## GOAL A
In the records, could you swap "satin" for "silk" in the lines that begin at the one containing "Tag the grey" and stop after the one containing "<point>796,549</point>", leaving everything else in those lines unchanged?

DOCUMENT SECTION start

State v. Arrington, 215 N.C. App. 161 (2011)

Aug. 16, 2011 · North Carolina Court of Appeals · No. COA10-1134
215 N.C. App. 161

STATE OF NORTH CAROLINA v. KELVIN STEPHEN ARRINGTON

No. COA10-1134

(Filed 16 August 2011)

1. Motor Vehicles — driving while impaired — motion to dismiss — sufficiency of evidence

The trial court did not err by denying defendant’s motion to dismiss the charge of driving while impaired. The State was only required to prove defendant had an alcohol concentration of .08 or more while driving a vehicle on a State highway, and defendant’s two successive Intoxilyzer tests administered after his car was stopped were .08.

2. Constitutional Law — right to be present — imposition of additional costs and fees — defendant’s physical presence not required

The trial court did not err in a driving while impaired case by imposing additional costs and fees outside of defendant’s physical presence. The imposition of fines was the necessary byproduct of the sentence, and defendant was given ample opportunity to respond. Further, payment of court costs does not amount to punishment.

DOCUMENT SECTION end
GIVEN DATA start

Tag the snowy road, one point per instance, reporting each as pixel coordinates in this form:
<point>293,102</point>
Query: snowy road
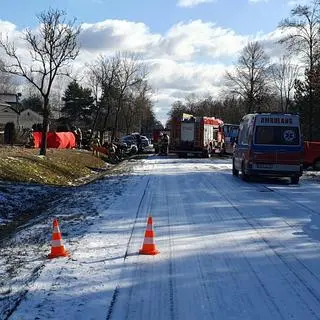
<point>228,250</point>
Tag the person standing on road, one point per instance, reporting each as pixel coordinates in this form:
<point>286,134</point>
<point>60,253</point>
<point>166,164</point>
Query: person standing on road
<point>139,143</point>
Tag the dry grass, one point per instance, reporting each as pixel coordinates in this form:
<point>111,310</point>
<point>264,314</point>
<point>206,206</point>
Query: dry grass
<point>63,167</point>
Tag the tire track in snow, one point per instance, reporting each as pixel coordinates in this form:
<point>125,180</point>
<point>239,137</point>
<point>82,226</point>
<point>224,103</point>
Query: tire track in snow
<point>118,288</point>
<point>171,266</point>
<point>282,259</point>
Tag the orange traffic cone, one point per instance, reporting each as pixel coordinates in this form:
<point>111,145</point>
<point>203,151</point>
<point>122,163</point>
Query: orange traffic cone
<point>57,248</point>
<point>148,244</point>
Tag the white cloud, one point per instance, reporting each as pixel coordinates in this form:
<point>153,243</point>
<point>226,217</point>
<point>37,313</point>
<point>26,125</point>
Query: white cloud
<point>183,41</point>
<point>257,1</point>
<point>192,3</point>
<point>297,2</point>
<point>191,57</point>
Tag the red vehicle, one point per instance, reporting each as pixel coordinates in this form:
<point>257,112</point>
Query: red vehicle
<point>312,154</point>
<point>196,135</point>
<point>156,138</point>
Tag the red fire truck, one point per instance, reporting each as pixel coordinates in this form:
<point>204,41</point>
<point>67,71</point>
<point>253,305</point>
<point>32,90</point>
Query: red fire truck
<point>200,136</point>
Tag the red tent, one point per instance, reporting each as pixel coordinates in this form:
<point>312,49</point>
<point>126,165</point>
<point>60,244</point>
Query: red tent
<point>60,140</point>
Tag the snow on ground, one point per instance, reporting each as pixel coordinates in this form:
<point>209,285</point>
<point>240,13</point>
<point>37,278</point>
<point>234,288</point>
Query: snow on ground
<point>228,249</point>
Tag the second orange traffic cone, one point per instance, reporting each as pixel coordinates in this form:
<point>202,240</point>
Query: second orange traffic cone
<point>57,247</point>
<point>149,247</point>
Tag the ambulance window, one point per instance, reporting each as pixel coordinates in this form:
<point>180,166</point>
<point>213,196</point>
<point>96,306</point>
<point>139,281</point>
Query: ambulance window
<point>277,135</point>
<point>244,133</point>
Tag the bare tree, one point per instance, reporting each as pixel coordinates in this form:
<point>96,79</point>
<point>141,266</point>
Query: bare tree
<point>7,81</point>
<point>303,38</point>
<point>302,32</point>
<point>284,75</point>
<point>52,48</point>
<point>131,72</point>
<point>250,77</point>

GIVEN DATA end
GIVEN DATA start

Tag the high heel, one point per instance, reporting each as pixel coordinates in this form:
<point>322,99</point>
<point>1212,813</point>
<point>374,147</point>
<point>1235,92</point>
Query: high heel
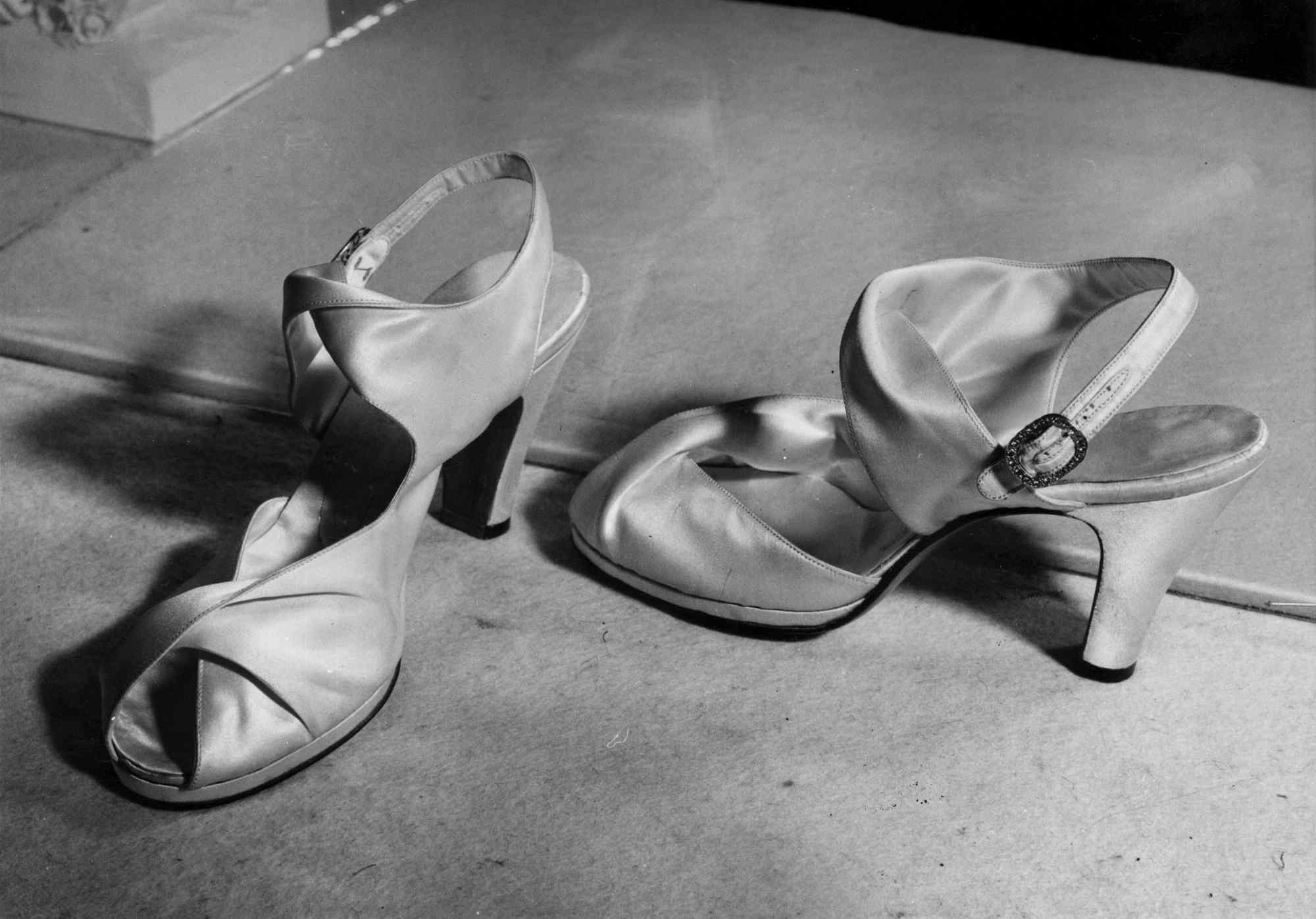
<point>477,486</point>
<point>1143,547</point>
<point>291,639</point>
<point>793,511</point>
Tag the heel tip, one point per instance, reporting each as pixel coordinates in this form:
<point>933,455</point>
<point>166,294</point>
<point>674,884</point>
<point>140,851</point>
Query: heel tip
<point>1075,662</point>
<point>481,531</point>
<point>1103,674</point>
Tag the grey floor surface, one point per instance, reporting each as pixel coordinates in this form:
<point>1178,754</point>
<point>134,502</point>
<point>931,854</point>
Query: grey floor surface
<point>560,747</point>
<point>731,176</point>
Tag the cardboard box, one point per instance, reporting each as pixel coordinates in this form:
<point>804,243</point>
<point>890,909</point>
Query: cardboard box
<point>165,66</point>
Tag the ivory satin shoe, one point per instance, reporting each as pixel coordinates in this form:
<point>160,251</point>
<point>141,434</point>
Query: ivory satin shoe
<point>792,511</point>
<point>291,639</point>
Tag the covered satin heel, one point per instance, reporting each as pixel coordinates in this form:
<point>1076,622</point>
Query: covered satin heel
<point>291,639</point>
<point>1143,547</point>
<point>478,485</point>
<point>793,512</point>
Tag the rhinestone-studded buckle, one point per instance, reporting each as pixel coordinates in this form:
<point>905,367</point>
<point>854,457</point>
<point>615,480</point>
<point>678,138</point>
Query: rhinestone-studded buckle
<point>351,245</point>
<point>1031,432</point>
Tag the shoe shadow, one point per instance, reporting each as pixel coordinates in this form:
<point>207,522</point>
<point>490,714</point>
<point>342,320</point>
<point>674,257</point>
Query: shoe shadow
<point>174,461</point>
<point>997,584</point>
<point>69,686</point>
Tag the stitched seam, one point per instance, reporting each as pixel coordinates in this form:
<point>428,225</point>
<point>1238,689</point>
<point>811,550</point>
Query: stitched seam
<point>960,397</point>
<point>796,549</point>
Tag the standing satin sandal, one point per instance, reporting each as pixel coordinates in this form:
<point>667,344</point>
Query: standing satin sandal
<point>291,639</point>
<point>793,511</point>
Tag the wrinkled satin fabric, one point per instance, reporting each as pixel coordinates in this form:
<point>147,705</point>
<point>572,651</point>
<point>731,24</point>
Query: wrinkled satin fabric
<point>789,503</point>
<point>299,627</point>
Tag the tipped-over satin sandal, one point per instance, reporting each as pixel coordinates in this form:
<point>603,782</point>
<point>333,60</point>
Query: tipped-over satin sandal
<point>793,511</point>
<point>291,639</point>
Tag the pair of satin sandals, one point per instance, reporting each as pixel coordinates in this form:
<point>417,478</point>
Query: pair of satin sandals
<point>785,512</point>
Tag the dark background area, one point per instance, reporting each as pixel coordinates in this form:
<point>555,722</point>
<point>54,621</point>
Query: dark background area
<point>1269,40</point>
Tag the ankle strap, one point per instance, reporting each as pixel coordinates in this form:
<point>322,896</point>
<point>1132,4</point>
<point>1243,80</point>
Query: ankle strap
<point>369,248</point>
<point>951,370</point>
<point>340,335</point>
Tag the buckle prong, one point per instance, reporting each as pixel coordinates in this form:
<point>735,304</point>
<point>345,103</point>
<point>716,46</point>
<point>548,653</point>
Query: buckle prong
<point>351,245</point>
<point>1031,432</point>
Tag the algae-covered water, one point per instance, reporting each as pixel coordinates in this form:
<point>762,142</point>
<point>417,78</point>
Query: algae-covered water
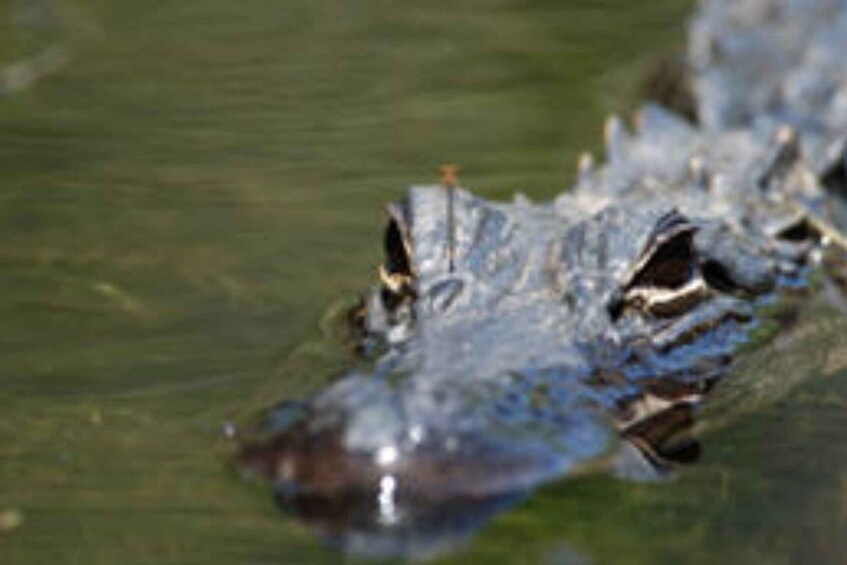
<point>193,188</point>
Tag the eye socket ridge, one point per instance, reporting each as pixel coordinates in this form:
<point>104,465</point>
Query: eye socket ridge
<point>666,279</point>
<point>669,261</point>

GIVEN DATA end

## GOAL B
Would you retype, word for word, the part of the State v. Arrington case summary that begins at the words "Aug. 16, 2011" and stops after "stopped were .08."?

## SOLUTION A
Tag the grey floor surface, one point per instance, reporting each as pixel coordinates in this form:
<point>1178,754</point>
<point>134,502</point>
<point>931,854</point>
Query: grey floor surface
<point>560,747</point>
<point>731,176</point>
Tag the cardboard box, one point per instance, reporting each as pixel coordinates in this form:
<point>804,243</point>
<point>890,909</point>
Query: cardboard box
<point>165,66</point>
Tag the ivory silk shoe, one point per instance, reporting each as pixel coordinates in this form:
<point>160,251</point>
<point>141,434</point>
Query: ivory silk shoe
<point>792,511</point>
<point>291,639</point>
Tag the covered silk heel, one point per instance, reporting each as pixel coordinates in this form:
<point>1076,622</point>
Query: covered silk heel
<point>291,639</point>
<point>1143,547</point>
<point>478,485</point>
<point>793,512</point>
Tag the rhinestone-studded buckle, one point per instance, reporting each as pixel coordinates in this form:
<point>905,367</point>
<point>854,457</point>
<point>615,480</point>
<point>678,138</point>
Query: rhinestone-studded buckle
<point>351,245</point>
<point>1031,432</point>
Tag the shoe shadow, one point per instance, reporting each as pixel coordinates in this form:
<point>207,522</point>
<point>490,714</point>
<point>342,320</point>
<point>674,257</point>
Query: shoe shadow
<point>174,461</point>
<point>997,584</point>
<point>69,686</point>
Tag the stitched seam, one point per instance, reporting each as pixel coordinates in this form:
<point>428,225</point>
<point>1238,689</point>
<point>811,550</point>
Query: stitched seam
<point>960,397</point>
<point>796,549</point>

## SOLUTION B
Aug. 16, 2011 · North Carolina Court of Appeals · No. COA10-1134
215 N.C. App. 161

STATE OF NORTH CAROLINA v. KELVIN STEPHEN ARRINGTON

No. COA10-1134

(Filed 16 August 2011)

1. Motor Vehicles — driving while impaired — motion to dismiss — sufficiency of evidence

The trial court did not err by denying defendant’s motion to dismiss the charge of driving while impaired. The State was only required to prove defendant had an alcohol concentration of .08 or more while driving a vehicle on a State highway, and defendant’s two successive Intoxilyzer tests administered after his car was stopped were .08.